**WORK TO BE COMPLETED**
For the records below, output word for word the lines from the one with "Where can you spot the green foliage?" up to and including the one with "Where can you spot the thin". No pictures.

______

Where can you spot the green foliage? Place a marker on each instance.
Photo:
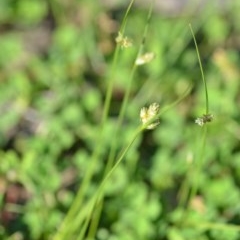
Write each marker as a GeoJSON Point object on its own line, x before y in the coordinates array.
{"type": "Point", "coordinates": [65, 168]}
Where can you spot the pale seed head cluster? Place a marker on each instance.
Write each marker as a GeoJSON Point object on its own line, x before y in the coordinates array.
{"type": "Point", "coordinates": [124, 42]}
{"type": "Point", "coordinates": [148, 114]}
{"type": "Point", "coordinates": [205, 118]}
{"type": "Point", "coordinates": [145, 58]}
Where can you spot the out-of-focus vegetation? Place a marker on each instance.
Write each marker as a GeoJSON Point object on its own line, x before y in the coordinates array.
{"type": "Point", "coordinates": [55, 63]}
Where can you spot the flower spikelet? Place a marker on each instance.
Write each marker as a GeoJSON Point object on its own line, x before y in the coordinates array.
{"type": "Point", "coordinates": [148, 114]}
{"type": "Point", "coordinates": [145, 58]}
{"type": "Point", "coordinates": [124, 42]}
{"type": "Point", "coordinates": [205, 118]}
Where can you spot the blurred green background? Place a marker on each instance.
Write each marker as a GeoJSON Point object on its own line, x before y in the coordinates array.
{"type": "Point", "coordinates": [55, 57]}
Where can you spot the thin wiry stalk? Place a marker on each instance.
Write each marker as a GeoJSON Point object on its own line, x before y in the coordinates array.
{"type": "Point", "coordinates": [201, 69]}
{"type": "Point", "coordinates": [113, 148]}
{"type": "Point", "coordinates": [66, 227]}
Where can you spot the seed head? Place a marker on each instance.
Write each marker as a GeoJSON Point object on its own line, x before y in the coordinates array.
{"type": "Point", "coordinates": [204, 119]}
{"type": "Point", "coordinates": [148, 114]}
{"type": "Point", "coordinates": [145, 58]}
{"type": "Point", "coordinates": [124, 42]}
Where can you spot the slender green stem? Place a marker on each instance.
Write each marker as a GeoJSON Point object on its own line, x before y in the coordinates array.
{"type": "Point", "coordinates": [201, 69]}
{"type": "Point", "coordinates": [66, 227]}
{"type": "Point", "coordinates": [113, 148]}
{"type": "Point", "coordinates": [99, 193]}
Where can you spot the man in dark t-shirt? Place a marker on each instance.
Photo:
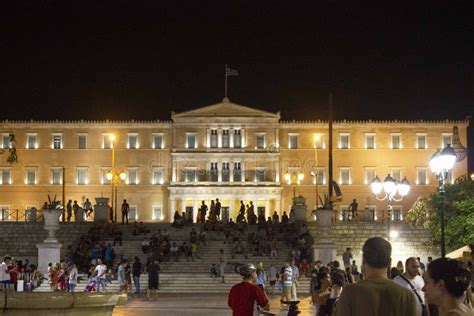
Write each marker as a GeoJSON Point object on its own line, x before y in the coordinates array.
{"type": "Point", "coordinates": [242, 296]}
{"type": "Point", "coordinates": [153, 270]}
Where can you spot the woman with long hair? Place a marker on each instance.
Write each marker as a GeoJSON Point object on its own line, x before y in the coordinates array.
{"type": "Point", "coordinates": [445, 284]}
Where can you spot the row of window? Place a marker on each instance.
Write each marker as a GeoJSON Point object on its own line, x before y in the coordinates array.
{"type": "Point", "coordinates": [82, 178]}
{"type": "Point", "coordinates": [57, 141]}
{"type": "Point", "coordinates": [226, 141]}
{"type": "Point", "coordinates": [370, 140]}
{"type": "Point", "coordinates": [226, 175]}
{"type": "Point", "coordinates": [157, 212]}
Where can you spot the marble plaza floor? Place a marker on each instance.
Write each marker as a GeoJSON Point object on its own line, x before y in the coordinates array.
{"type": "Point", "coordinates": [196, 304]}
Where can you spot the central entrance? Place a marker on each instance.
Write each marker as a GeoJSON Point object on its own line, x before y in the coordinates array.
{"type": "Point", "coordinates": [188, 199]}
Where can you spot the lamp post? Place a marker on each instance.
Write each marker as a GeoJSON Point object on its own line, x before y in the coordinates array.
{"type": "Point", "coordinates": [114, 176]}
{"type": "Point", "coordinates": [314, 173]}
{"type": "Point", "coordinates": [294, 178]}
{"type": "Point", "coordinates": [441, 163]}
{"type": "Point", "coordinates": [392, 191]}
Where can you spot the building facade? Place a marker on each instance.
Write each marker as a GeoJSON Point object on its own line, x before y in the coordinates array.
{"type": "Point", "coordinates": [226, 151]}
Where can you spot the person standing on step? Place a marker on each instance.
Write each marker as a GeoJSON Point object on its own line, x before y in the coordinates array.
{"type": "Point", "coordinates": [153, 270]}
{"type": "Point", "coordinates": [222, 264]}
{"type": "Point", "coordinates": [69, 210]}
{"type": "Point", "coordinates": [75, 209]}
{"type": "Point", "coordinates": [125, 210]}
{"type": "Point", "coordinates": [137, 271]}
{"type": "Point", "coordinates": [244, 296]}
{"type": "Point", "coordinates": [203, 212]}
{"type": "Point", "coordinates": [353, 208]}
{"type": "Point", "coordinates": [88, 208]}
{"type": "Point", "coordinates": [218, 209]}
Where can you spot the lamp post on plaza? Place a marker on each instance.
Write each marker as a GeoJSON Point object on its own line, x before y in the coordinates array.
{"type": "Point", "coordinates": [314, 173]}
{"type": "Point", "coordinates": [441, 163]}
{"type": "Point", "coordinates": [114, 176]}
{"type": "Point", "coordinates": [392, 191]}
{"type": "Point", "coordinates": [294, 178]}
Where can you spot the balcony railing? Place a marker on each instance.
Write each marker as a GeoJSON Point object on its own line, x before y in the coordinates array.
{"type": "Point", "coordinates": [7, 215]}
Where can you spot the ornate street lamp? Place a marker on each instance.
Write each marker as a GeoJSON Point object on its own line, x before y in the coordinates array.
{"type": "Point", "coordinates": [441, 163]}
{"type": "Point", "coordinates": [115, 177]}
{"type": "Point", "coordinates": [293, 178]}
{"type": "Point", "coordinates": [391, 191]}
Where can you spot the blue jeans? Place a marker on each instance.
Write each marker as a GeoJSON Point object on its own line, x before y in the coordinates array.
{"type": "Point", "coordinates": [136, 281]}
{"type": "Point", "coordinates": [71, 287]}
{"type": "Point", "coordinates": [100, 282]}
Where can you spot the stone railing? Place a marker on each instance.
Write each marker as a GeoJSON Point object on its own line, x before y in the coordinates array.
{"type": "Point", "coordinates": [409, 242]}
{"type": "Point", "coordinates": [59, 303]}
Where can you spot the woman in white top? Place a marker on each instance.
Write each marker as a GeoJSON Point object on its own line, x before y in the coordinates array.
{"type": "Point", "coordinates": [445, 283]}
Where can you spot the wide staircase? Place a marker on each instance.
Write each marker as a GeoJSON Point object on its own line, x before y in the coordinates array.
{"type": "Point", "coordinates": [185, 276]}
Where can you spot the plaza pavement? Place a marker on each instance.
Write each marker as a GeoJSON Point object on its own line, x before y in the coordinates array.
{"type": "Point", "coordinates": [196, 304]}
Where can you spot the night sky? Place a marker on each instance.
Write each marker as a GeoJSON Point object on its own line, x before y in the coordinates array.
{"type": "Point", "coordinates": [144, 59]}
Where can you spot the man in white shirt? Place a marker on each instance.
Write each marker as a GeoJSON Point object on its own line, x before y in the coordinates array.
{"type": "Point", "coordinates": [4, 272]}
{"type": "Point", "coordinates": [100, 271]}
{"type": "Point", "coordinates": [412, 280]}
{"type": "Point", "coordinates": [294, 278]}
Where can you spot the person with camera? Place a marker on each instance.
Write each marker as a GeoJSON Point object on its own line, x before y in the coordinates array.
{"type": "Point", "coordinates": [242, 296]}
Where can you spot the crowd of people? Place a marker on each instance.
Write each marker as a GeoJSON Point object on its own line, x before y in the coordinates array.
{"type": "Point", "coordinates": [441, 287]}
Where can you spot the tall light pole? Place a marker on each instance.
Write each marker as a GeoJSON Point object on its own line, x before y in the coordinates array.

______

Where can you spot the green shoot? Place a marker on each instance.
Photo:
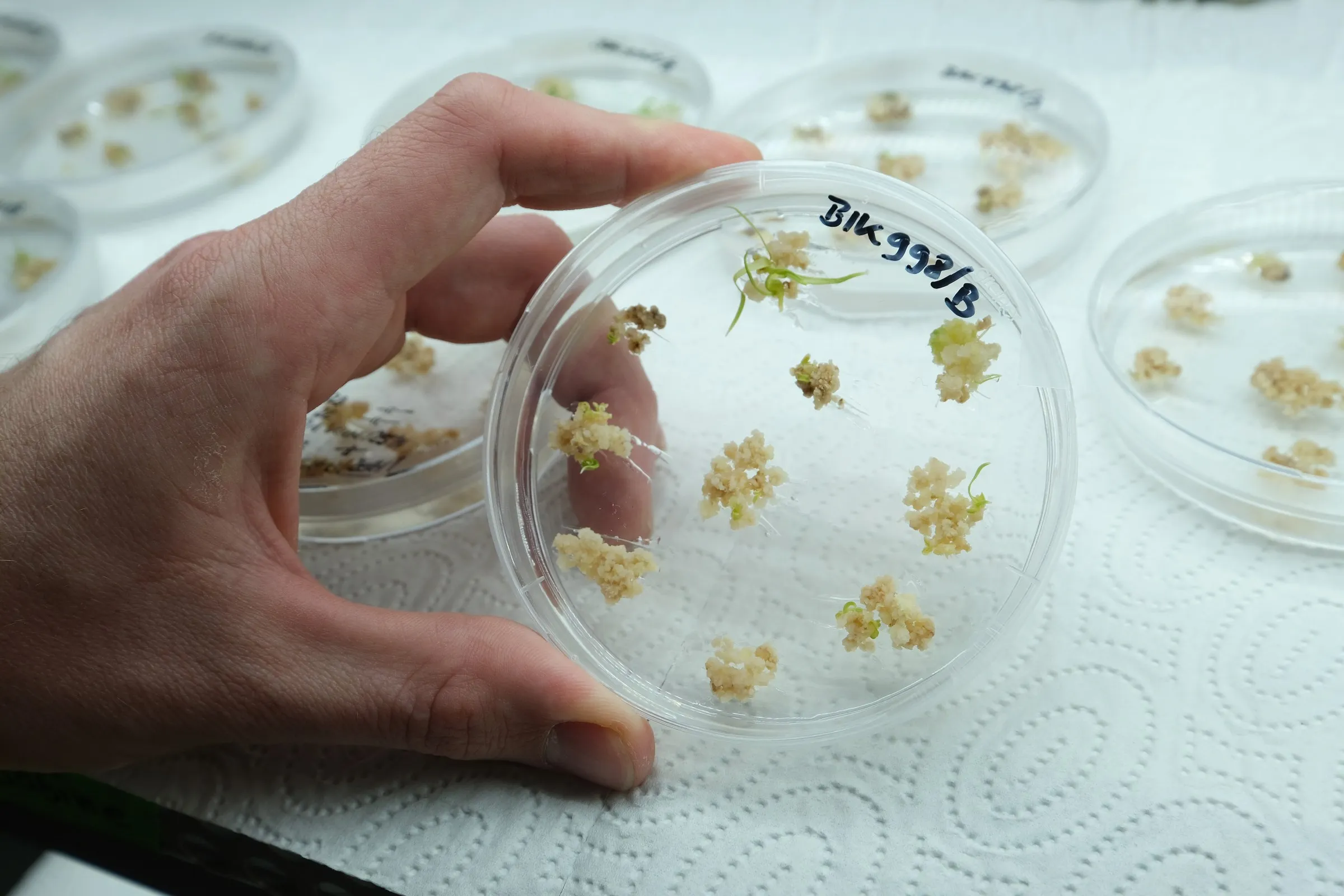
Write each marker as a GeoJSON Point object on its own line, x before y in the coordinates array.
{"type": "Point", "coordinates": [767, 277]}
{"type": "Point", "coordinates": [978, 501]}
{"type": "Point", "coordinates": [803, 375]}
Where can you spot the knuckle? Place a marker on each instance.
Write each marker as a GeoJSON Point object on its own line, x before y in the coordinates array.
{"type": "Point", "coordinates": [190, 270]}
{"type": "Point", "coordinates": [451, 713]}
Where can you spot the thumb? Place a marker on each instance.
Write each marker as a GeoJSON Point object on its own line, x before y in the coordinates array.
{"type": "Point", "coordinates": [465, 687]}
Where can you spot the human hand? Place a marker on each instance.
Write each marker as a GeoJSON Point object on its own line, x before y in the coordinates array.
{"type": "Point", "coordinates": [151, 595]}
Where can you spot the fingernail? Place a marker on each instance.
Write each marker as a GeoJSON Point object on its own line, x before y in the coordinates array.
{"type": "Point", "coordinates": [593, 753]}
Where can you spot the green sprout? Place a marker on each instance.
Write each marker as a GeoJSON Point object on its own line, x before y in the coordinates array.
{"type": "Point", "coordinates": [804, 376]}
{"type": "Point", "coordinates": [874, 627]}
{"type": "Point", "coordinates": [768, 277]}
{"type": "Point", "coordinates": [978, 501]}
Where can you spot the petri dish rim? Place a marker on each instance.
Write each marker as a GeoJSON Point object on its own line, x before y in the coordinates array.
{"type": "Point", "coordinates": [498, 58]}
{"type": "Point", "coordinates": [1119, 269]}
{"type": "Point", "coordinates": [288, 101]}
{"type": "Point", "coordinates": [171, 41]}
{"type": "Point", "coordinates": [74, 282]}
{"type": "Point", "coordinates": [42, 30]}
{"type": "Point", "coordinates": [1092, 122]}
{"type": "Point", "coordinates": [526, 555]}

______

**ANSWER**
Where can you spot the green foliage? Place a marker on each instance.
Photo:
Write each marker as a GeoJSON Point object on its own line, x before y in the coordinates array.
{"type": "Point", "coordinates": [65, 168]}
Where can you spot the pale seed head cluster? Place a marker on each instance.
Write each marker as a GeoJSON Point object on its own line, x before y in the coordinates array.
{"type": "Point", "coordinates": [124, 42]}
{"type": "Point", "coordinates": [148, 114]}
{"type": "Point", "coordinates": [205, 118]}
{"type": "Point", "coordinates": [145, 58]}
Where can you spot the out-of-focus vegetation? Place a marker on each instance.
Write each marker as a GeoJSON Point object on its own line, x before y in the coordinates array.
{"type": "Point", "coordinates": [55, 63]}
Where can you spot the flower spikelet? Place a marker on each instance.
Write each marker as a GeoJSON Point object on its own line, x before y in the coordinates array.
{"type": "Point", "coordinates": [148, 114]}
{"type": "Point", "coordinates": [145, 58]}
{"type": "Point", "coordinates": [124, 42]}
{"type": "Point", "coordinates": [205, 118]}
Where can you spot the blurred green background? Place a marker on each instance.
Write each marker as a GeoJSON Point object on its own line, x before y in the coordinates array.
{"type": "Point", "coordinates": [55, 57]}
Where can you spot the thin wiry stalk? Place a marker on each instance.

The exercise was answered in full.